**OBJECTIVE A**
Offset the coordinates in the records by 121. Write out everything from the start of the records down to the line containing "(1004, 371)", both ends included and requests kept, adding 121 to every coordinate number in the answers. Give only those lines.

Any company making internet and e-mail available to employees should have a clear written policy on its use. There are many pitfalls if the policy is not clear.

There has been a rapid rise in the number of unfair dismissal claims relating to internet abuse. The most obvious example is the now common case of the employee down loading pornographic material. However, the nature of the material is not necessarily going to be regarded by the tribunal as the important issue, particularly if there are not clear guidelines. In at least one tribunal case an employee was found to have been unfairly dismissed for down loading pornographic images because the company had no policy.

There is also a risk that other employees may make claims if one employee is abusing the internet. In one case a female employee claimed against the employer for sexual harassment because male employees in an open plan office were down loading pornography. The employer was found liable because it had not taken steps to stop it.

Employers now frequently monitor employees' use of the internet and e-mail. However this may itself give rise to employee claims. The Data Protection Act 1998 provides that employers should respect employees' privacy and human dignity. An employee whose personal use of the computer is monitored without warning may complain that this is an infringement of the Act.

**OBJECTIVE B**
Take the piece on workplace internet and e-mail policy further, continuing it from its last sentence.

**DATA TO PROCESS**
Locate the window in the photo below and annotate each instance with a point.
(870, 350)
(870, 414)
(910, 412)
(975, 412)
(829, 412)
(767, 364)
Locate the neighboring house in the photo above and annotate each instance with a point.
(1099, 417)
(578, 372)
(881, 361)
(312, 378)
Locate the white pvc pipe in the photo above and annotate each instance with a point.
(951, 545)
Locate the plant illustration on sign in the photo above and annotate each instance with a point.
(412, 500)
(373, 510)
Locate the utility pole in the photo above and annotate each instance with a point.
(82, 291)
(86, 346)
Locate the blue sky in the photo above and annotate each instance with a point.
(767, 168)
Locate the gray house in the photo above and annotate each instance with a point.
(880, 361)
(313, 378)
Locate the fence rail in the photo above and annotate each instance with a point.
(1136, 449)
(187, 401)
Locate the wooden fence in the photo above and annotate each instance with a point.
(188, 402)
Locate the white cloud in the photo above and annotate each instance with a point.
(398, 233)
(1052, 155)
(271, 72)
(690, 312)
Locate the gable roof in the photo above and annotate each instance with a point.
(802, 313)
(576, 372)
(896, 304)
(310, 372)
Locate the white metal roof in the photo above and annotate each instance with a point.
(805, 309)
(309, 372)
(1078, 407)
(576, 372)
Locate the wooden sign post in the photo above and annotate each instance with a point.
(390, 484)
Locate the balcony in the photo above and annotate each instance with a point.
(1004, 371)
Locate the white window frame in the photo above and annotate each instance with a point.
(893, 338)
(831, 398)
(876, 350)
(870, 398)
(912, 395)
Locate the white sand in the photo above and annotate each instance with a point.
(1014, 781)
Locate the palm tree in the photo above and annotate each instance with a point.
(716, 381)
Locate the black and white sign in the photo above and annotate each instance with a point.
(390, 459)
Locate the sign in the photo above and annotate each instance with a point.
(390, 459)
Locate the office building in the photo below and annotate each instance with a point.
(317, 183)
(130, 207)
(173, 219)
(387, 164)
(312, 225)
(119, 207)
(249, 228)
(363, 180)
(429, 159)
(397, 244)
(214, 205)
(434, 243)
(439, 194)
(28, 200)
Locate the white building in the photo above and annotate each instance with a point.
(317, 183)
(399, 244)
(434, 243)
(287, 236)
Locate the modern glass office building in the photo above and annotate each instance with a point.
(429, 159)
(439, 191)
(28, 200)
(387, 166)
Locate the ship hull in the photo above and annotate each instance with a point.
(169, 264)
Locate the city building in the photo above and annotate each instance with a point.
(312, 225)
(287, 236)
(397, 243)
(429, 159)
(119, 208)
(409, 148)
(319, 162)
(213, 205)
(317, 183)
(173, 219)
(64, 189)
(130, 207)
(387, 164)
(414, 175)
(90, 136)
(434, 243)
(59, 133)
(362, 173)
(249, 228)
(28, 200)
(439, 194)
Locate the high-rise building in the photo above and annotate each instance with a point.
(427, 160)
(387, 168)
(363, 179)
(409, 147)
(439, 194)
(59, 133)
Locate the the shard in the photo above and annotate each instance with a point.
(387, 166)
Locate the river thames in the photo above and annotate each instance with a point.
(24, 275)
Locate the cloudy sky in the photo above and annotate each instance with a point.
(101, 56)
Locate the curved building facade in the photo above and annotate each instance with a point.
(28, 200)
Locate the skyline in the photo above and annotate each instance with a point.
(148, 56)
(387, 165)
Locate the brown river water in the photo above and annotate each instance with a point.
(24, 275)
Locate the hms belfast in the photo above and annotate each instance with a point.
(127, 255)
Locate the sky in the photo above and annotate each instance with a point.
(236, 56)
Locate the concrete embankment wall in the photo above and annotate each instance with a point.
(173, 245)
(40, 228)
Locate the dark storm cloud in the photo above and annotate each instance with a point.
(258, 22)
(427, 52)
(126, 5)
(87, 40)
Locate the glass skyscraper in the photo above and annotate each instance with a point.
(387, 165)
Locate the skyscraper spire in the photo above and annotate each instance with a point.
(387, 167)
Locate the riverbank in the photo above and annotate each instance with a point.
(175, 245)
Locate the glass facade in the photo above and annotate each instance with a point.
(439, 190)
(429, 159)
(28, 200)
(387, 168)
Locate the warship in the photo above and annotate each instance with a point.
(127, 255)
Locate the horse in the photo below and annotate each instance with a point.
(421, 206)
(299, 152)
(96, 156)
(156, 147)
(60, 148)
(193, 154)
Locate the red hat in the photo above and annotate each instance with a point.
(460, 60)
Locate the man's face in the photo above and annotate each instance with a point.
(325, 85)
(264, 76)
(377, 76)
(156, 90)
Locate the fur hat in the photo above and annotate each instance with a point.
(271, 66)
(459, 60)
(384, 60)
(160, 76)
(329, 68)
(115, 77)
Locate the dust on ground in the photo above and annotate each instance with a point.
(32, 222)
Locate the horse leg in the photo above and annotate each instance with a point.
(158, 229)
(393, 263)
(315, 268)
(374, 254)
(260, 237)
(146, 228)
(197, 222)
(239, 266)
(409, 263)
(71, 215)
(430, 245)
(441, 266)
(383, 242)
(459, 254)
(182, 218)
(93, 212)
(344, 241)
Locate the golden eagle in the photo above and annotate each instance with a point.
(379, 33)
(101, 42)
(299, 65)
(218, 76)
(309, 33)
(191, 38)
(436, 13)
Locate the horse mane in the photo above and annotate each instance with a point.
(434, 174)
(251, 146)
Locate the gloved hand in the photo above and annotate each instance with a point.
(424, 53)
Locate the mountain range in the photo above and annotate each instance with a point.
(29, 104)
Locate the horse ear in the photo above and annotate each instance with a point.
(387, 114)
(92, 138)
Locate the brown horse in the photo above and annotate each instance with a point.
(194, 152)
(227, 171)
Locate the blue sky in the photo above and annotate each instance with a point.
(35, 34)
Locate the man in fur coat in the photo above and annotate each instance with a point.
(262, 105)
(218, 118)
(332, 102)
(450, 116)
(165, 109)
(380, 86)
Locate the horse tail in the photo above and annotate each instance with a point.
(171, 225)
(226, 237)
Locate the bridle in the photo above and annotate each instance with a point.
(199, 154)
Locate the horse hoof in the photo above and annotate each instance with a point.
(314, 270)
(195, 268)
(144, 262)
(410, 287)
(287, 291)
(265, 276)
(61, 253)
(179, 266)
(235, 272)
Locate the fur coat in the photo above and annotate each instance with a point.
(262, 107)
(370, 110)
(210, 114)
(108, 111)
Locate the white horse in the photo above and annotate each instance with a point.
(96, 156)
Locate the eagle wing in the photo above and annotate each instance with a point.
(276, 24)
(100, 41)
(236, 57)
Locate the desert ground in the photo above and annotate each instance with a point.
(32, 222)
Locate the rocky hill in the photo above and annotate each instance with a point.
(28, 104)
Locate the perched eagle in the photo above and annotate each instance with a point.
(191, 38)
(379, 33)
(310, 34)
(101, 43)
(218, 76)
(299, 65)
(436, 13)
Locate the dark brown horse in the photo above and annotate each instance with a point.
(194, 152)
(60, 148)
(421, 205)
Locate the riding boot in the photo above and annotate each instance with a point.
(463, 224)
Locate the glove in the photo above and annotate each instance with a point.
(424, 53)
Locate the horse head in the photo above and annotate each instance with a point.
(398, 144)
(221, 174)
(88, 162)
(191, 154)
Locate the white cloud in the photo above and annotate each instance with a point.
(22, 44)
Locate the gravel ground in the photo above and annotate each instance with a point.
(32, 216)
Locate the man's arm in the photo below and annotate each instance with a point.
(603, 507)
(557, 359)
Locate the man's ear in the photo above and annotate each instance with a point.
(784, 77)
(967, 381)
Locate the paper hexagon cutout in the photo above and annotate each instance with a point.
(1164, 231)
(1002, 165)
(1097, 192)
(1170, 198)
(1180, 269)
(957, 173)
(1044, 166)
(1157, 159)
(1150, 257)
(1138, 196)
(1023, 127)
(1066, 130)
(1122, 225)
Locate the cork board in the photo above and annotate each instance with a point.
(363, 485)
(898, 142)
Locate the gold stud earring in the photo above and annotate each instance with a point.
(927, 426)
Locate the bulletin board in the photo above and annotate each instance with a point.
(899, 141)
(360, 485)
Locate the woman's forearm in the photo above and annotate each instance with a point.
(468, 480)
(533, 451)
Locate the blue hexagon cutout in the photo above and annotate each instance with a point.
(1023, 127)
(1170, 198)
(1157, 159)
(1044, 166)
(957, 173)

**WRITTEN REPLY A**
Locate the window in the photo below and annotate each instance with a point.
(991, 471)
(991, 535)
(1031, 533)
(1096, 533)
(950, 533)
(888, 485)
Locate the neighboring house in the photo above and annotate each instance with a point.
(1220, 538)
(699, 493)
(1002, 482)
(433, 499)
Locate the white pvc pipe in the photo above and annotate each instance with a point.
(1072, 666)
Locate the plant illustration on sign in the photo above and annotate each instance with a point.
(533, 621)
(494, 631)
Locate the utility pole in the photo above and annotate each instance with a point.
(203, 412)
(207, 467)
Locate the blue sky in the photo above and annotate each instance with a point.
(888, 289)
Locate the gray house in the photo above and annotate each instance with a point.
(1001, 482)
(434, 499)
Locate the fence rail in the photo above and annotate each instance with a point.
(1257, 570)
(308, 522)
Locate the wooden fence in the photo above and annotate each instance with a point.
(309, 523)
Locate the white cloud in the photo above and annotate each instance with a point.
(519, 354)
(1173, 276)
(392, 193)
(811, 433)
Locate the gable roof in the photo above and annotate each instance with a point.
(923, 434)
(697, 493)
(1017, 425)
(431, 493)
Locate the white metal roof in the photo above and annotate each instance with a point.
(926, 430)
(430, 493)
(1199, 528)
(697, 493)
Locate the wooden sign post in the photo above and annotate each instance with a point.
(511, 605)
Locate the balcony in the photo above and annotate each instance with a point.
(1125, 492)

**WRITTEN REPLY B**
These rights are likely to be reinforced by the Human Rights Act which will introduce new rights to privacy this autumn. It has already been established that an employee has a legitimate expectation that private telephone calls made from business premises will not be intercepted without warning. The use of e-mail and the internet is likely to be protected in the same way. But an employee warned in a written policy is less likely to be able to complain.

There is also a risk that the employer may be liable for defamatory material placed on the internet or sent by e-mail by the employee. In one recent case Norwich Union were reported to have paid substantial damages for libel following an e-mail published by a manager which made defamatory remarks about another company.

The message from all these cases is that the employer should ensure that there is a carefully written policy on use of internet and e-mail made available to all employees.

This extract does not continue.